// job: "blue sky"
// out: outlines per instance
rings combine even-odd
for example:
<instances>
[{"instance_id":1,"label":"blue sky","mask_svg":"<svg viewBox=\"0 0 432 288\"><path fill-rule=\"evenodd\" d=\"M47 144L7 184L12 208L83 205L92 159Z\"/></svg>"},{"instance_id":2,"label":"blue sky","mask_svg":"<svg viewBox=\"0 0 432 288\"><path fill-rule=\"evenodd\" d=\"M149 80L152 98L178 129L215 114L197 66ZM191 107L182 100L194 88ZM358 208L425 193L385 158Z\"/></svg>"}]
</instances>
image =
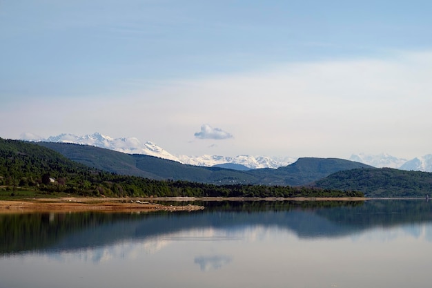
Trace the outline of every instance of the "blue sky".
<instances>
[{"instance_id":1,"label":"blue sky","mask_svg":"<svg viewBox=\"0 0 432 288\"><path fill-rule=\"evenodd\" d=\"M432 153L426 1L0 1L0 137Z\"/></svg>"}]
</instances>

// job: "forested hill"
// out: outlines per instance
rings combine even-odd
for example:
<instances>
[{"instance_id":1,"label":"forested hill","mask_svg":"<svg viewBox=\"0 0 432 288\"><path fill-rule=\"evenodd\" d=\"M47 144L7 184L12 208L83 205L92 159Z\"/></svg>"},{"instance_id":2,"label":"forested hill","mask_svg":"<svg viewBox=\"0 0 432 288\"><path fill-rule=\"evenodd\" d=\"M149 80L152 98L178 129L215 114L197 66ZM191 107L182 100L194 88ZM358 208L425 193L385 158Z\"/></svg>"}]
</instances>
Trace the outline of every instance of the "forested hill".
<instances>
[{"instance_id":1,"label":"forested hill","mask_svg":"<svg viewBox=\"0 0 432 288\"><path fill-rule=\"evenodd\" d=\"M129 155L90 146L50 142L37 144L55 150L74 161L108 172L152 179L216 184L301 186L341 170L371 167L342 159L306 157L300 158L295 163L277 169L240 171L220 167L185 165L153 156Z\"/></svg>"},{"instance_id":2,"label":"forested hill","mask_svg":"<svg viewBox=\"0 0 432 288\"><path fill-rule=\"evenodd\" d=\"M432 193L432 173L382 169L342 171L316 181L317 187L364 192L366 197L425 197Z\"/></svg>"},{"instance_id":3,"label":"forested hill","mask_svg":"<svg viewBox=\"0 0 432 288\"><path fill-rule=\"evenodd\" d=\"M110 197L362 197L360 192L260 185L215 185L110 173L70 160L34 143L0 138L0 193L36 189ZM11 193L11 195L13 194Z\"/></svg>"}]
</instances>

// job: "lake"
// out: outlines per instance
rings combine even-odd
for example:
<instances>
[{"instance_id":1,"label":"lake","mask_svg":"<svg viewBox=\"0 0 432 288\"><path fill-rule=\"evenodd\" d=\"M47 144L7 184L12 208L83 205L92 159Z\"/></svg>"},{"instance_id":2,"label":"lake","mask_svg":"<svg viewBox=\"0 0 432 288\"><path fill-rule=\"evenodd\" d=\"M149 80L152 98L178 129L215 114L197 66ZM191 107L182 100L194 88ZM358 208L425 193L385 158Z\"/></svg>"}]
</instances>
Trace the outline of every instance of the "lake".
<instances>
[{"instance_id":1,"label":"lake","mask_svg":"<svg viewBox=\"0 0 432 288\"><path fill-rule=\"evenodd\" d=\"M419 287L422 200L222 202L204 211L0 215L0 287Z\"/></svg>"}]
</instances>

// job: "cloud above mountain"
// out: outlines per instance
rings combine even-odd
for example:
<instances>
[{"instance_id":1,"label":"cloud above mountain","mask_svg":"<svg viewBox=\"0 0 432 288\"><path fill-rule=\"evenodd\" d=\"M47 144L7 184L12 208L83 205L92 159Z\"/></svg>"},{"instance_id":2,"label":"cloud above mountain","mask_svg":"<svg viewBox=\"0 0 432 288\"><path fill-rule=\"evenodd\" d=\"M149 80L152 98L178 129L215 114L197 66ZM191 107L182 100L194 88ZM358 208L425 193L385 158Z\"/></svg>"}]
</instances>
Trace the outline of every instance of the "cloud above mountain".
<instances>
[{"instance_id":1,"label":"cloud above mountain","mask_svg":"<svg viewBox=\"0 0 432 288\"><path fill-rule=\"evenodd\" d=\"M213 128L208 124L202 125L201 131L197 132L194 135L198 139L213 139L216 140L233 137L230 133L224 131L219 128Z\"/></svg>"}]
</instances>

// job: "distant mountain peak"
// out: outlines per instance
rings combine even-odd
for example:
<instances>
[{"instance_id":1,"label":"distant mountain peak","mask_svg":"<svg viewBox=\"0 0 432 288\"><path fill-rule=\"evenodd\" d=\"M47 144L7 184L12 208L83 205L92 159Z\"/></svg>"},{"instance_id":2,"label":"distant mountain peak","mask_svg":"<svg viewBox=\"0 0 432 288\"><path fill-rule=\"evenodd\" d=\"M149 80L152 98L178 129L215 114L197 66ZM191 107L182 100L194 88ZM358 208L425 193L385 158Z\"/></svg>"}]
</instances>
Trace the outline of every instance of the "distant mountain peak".
<instances>
[{"instance_id":1,"label":"distant mountain peak","mask_svg":"<svg viewBox=\"0 0 432 288\"><path fill-rule=\"evenodd\" d=\"M23 134L21 139L34 142L75 143L90 145L128 154L148 155L195 166L212 166L233 164L238 166L233 165L231 166L232 168L246 166L251 169L259 168L277 169L280 166L287 166L296 160L295 158L292 157L275 159L267 156L252 156L248 155L239 155L235 157L219 155L175 156L150 141L147 141L143 144L135 137L112 138L99 132L84 136L62 133L57 136L50 136L46 139L43 139L32 133L25 133ZM242 169L244 169L242 168Z\"/></svg>"},{"instance_id":2,"label":"distant mountain peak","mask_svg":"<svg viewBox=\"0 0 432 288\"><path fill-rule=\"evenodd\" d=\"M366 154L363 153L353 154L349 160L366 164L377 168L399 168L407 161L406 159L397 158L384 153L377 155Z\"/></svg>"}]
</instances>

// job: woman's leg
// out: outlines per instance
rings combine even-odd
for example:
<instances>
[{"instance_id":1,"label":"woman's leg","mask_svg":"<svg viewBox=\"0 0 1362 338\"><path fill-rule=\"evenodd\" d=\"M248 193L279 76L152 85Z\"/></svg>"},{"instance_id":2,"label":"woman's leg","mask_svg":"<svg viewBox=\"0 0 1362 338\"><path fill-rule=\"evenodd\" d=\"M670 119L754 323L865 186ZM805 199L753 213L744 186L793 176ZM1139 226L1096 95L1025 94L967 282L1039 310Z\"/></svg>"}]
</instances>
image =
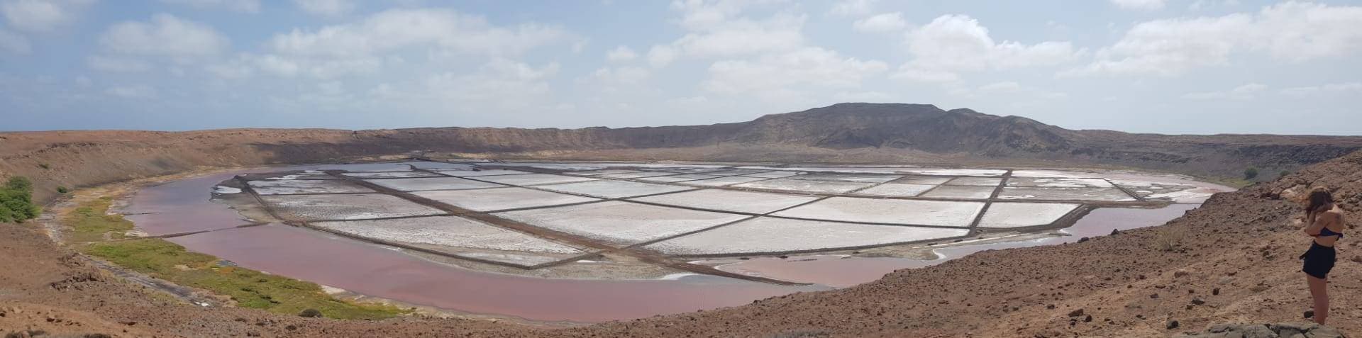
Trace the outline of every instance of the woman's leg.
<instances>
[{"instance_id":1,"label":"woman's leg","mask_svg":"<svg viewBox=\"0 0 1362 338\"><path fill-rule=\"evenodd\" d=\"M1324 324L1329 319L1329 281L1305 275L1310 283L1310 296L1314 297L1314 322Z\"/></svg>"}]
</instances>

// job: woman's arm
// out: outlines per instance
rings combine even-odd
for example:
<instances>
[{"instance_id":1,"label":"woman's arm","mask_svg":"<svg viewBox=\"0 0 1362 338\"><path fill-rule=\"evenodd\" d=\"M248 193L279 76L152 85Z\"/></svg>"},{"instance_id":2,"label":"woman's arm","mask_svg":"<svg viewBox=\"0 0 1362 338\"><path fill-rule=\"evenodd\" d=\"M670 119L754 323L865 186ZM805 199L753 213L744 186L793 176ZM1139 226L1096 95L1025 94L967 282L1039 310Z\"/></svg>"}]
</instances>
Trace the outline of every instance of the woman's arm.
<instances>
[{"instance_id":1,"label":"woman's arm","mask_svg":"<svg viewBox=\"0 0 1362 338\"><path fill-rule=\"evenodd\" d=\"M1314 217L1314 222L1306 224L1305 229L1301 229L1301 230L1305 232L1305 234L1312 236L1312 237L1313 236L1320 236L1320 230L1324 230L1324 226L1328 225L1328 222L1325 221L1325 219L1328 219L1328 217L1325 217L1327 214L1328 213L1324 213L1321 215L1316 215ZM1310 219L1309 215L1305 219L1309 221Z\"/></svg>"}]
</instances>

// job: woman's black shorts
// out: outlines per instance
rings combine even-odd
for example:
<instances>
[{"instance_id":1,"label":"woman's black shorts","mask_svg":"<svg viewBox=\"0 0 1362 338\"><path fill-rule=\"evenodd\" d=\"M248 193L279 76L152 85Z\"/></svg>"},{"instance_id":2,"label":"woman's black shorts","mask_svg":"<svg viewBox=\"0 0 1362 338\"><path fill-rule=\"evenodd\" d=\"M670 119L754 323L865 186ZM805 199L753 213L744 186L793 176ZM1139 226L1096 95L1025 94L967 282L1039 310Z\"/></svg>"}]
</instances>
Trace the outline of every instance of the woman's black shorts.
<instances>
[{"instance_id":1,"label":"woman's black shorts","mask_svg":"<svg viewBox=\"0 0 1362 338\"><path fill-rule=\"evenodd\" d=\"M1329 275L1329 270L1333 270L1335 252L1331 247L1312 243L1310 249L1305 255L1301 255L1301 259L1305 260L1305 267L1301 267L1301 271L1314 278L1325 279Z\"/></svg>"}]
</instances>

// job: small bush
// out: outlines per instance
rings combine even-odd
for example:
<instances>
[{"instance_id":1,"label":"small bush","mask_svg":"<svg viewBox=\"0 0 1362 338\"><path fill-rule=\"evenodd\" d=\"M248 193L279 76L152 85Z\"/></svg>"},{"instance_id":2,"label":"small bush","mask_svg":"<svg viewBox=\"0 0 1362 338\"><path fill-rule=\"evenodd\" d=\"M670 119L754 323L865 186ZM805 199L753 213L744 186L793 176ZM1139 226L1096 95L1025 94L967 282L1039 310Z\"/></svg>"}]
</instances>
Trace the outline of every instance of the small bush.
<instances>
[{"instance_id":1,"label":"small bush","mask_svg":"<svg viewBox=\"0 0 1362 338\"><path fill-rule=\"evenodd\" d=\"M14 176L0 187L0 222L23 222L37 218L38 206L33 204L33 181Z\"/></svg>"}]
</instances>

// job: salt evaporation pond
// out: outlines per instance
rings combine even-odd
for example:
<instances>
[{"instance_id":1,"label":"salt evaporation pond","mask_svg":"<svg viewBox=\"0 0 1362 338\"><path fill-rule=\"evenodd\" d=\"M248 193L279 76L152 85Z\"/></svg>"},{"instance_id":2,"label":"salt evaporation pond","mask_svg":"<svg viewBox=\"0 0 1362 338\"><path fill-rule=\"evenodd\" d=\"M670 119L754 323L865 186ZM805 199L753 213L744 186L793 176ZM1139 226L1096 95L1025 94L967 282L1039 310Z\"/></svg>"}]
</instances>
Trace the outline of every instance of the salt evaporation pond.
<instances>
[{"instance_id":1,"label":"salt evaporation pond","mask_svg":"<svg viewBox=\"0 0 1362 338\"><path fill-rule=\"evenodd\" d=\"M218 185L237 174L253 189ZM219 198L259 195L266 204L234 206L272 210L282 219L248 219L210 200L214 191ZM360 294L481 315L601 322L741 305L868 282L981 249L1159 225L1218 191L1230 188L1171 174L1064 169L396 162L178 180L140 189L116 211L150 234L193 233L169 239L192 251ZM1160 203L1175 204L1150 209ZM464 211L452 213L458 210ZM270 224L238 228L263 221ZM986 228L994 237L1015 232L1002 237L1026 240L970 244ZM853 255L900 247L934 258ZM444 255L432 259L411 248ZM605 248L814 285L686 271L542 278L443 260L624 266L590 258Z\"/></svg>"}]
</instances>

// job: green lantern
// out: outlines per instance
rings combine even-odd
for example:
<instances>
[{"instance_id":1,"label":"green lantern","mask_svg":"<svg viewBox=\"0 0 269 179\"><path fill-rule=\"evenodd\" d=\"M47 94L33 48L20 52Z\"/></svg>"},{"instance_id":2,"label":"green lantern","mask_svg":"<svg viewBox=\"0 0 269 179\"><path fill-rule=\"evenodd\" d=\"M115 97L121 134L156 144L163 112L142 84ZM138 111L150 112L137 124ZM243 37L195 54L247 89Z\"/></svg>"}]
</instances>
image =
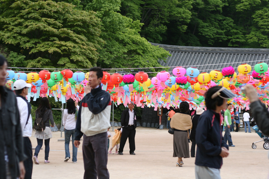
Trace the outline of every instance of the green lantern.
<instances>
[{"instance_id":1,"label":"green lantern","mask_svg":"<svg viewBox=\"0 0 269 179\"><path fill-rule=\"evenodd\" d=\"M258 63L254 67L255 71L258 73L263 73L268 70L268 65L264 62Z\"/></svg>"}]
</instances>

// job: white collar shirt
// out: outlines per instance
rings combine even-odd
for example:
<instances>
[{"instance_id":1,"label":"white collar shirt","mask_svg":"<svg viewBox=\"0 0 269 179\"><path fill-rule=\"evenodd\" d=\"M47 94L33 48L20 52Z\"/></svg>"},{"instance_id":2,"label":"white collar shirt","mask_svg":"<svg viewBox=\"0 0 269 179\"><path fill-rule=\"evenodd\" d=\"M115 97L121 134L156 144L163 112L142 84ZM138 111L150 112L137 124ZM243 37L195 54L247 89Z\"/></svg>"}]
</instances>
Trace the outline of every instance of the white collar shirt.
<instances>
[{"instance_id":1,"label":"white collar shirt","mask_svg":"<svg viewBox=\"0 0 269 179\"><path fill-rule=\"evenodd\" d=\"M128 123L128 125L134 125L134 110L133 109L133 111L131 111L130 109L129 109L129 123Z\"/></svg>"}]
</instances>

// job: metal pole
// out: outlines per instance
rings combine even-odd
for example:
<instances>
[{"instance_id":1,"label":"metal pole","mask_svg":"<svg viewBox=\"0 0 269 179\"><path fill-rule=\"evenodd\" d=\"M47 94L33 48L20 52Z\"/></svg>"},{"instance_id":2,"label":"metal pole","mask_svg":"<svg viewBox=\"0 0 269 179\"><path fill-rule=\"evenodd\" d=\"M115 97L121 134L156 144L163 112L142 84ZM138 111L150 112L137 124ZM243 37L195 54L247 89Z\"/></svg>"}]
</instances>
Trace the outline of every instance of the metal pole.
<instances>
[{"instance_id":1,"label":"metal pole","mask_svg":"<svg viewBox=\"0 0 269 179\"><path fill-rule=\"evenodd\" d=\"M62 126L63 126L63 103L62 104L62 118L61 119L61 137L62 137Z\"/></svg>"},{"instance_id":2,"label":"metal pole","mask_svg":"<svg viewBox=\"0 0 269 179\"><path fill-rule=\"evenodd\" d=\"M114 131L114 103L112 102L112 131Z\"/></svg>"}]
</instances>

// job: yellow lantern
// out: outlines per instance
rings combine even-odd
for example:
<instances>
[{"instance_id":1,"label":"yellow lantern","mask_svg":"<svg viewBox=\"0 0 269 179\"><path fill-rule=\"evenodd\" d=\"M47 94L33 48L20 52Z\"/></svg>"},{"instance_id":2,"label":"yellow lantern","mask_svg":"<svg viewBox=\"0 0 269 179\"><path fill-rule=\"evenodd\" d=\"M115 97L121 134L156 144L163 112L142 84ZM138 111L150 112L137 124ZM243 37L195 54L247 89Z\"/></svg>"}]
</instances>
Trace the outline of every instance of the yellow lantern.
<instances>
[{"instance_id":1,"label":"yellow lantern","mask_svg":"<svg viewBox=\"0 0 269 179\"><path fill-rule=\"evenodd\" d=\"M237 70L240 73L246 74L251 71L251 67L248 64L244 63L239 66Z\"/></svg>"},{"instance_id":2,"label":"yellow lantern","mask_svg":"<svg viewBox=\"0 0 269 179\"><path fill-rule=\"evenodd\" d=\"M36 72L31 72L27 74L27 82L31 83L32 82L35 82L39 79L39 76Z\"/></svg>"},{"instance_id":3,"label":"yellow lantern","mask_svg":"<svg viewBox=\"0 0 269 179\"><path fill-rule=\"evenodd\" d=\"M207 83L209 82L211 78L209 74L206 72L201 73L197 77L198 81L201 83Z\"/></svg>"},{"instance_id":4,"label":"yellow lantern","mask_svg":"<svg viewBox=\"0 0 269 179\"><path fill-rule=\"evenodd\" d=\"M220 81L220 84L218 86L223 86L226 88L229 87L229 82L228 81L228 80L225 78L223 78Z\"/></svg>"},{"instance_id":5,"label":"yellow lantern","mask_svg":"<svg viewBox=\"0 0 269 179\"><path fill-rule=\"evenodd\" d=\"M218 70L212 70L210 72L209 75L212 79L215 81L220 80L223 77L222 73Z\"/></svg>"}]
</instances>

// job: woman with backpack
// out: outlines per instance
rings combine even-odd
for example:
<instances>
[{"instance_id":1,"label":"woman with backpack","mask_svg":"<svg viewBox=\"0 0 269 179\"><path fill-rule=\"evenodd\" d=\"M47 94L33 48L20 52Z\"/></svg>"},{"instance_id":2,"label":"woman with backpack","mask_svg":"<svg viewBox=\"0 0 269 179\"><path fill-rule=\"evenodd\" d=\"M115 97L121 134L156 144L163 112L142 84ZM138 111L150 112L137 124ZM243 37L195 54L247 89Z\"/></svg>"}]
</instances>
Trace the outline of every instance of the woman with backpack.
<instances>
[{"instance_id":1,"label":"woman with backpack","mask_svg":"<svg viewBox=\"0 0 269 179\"><path fill-rule=\"evenodd\" d=\"M41 119L41 120L40 120ZM45 144L45 160L44 163L49 163L48 161L49 153L49 139L52 138L51 130L49 128L49 121L51 127L54 127L54 121L52 115L51 107L48 98L44 97L41 98L40 104L36 111L36 120L34 125L34 128L36 129L36 134L34 137L36 137L37 141L37 145L36 147L34 154L33 158L36 164L39 164L37 160L37 156L39 151L43 145L43 140ZM39 121L41 121L39 122ZM38 125L37 125L38 123ZM40 129L39 126L44 126L44 129Z\"/></svg>"},{"instance_id":2,"label":"woman with backpack","mask_svg":"<svg viewBox=\"0 0 269 179\"><path fill-rule=\"evenodd\" d=\"M66 104L66 108L63 110L63 125L65 127L65 158L64 161L67 162L70 159L69 143L70 138L72 135L72 144L73 146L72 161L73 163L77 163L77 148L74 145L74 141L75 140L77 115L79 107L77 105L77 103L76 102L75 103L75 105L74 100L71 98L68 100Z\"/></svg>"}]
</instances>

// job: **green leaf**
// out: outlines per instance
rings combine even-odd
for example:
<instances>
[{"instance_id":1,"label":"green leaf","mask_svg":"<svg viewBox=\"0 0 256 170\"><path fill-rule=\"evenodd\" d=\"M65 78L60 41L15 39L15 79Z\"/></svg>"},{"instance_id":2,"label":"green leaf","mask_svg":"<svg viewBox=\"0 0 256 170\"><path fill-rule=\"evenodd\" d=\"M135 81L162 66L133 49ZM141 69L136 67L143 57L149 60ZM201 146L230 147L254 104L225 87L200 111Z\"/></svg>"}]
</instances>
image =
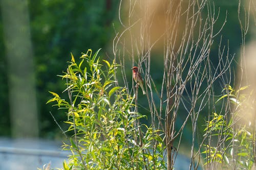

## DIRECTION
Collect each line of the data above that contains the string "pole", copying every such line in full.

## EXERCISE RESULT
// job: metal pole
[{"instance_id":1,"label":"metal pole","mask_svg":"<svg viewBox=\"0 0 269 179\"><path fill-rule=\"evenodd\" d=\"M47 94L33 48L20 52Z\"/></svg>"},{"instance_id":2,"label":"metal pole","mask_svg":"<svg viewBox=\"0 0 269 179\"><path fill-rule=\"evenodd\" d=\"M115 97L121 134L156 144L163 112L142 84ZM138 111L150 112L137 124ZM243 37L195 54L247 89Z\"/></svg>"}]
Trace the outline of every instance of the metal pole.
[{"instance_id":1,"label":"metal pole","mask_svg":"<svg viewBox=\"0 0 269 179\"><path fill-rule=\"evenodd\" d=\"M62 126L63 126L63 103L62 104L62 118L61 119L61 137L62 137Z\"/></svg>"},{"instance_id":2,"label":"metal pole","mask_svg":"<svg viewBox=\"0 0 269 179\"><path fill-rule=\"evenodd\" d=\"M114 131L114 103L112 102L112 131Z\"/></svg>"}]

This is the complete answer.